Data extracted from a collection
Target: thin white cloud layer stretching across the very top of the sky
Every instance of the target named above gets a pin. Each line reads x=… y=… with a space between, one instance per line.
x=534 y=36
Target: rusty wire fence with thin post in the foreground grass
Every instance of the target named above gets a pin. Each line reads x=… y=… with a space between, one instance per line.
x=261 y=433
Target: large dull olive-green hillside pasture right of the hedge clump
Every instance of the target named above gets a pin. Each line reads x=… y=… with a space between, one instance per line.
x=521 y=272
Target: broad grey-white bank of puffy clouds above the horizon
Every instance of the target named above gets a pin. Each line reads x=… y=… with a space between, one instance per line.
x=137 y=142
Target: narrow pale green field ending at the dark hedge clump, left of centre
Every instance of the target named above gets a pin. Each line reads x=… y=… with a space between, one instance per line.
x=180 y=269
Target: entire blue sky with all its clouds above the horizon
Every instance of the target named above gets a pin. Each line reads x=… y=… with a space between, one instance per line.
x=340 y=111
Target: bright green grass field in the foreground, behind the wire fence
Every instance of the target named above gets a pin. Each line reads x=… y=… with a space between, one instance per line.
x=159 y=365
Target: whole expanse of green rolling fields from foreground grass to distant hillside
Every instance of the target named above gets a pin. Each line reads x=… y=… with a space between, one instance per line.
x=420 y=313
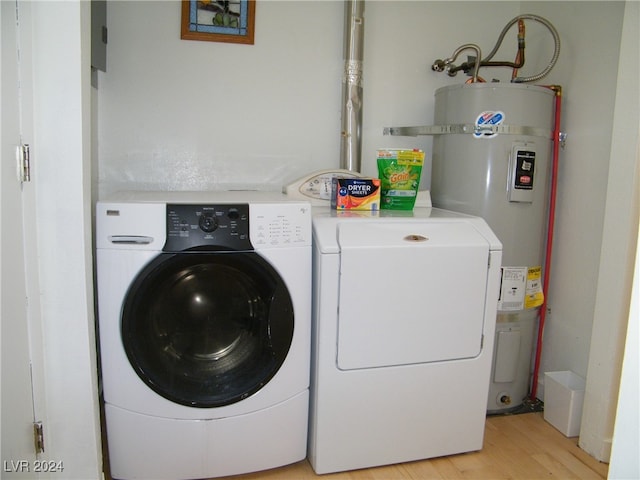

▶ **ABOUT THIS TASK**:
Only lines that include "clouds" belong in the answer; return them from the entries above.

▶ **EXERCISE RESULT**:
Target: broad grey-white bank of puffy clouds above the horizon
Target: entire blue sky with all its clouds above the horizon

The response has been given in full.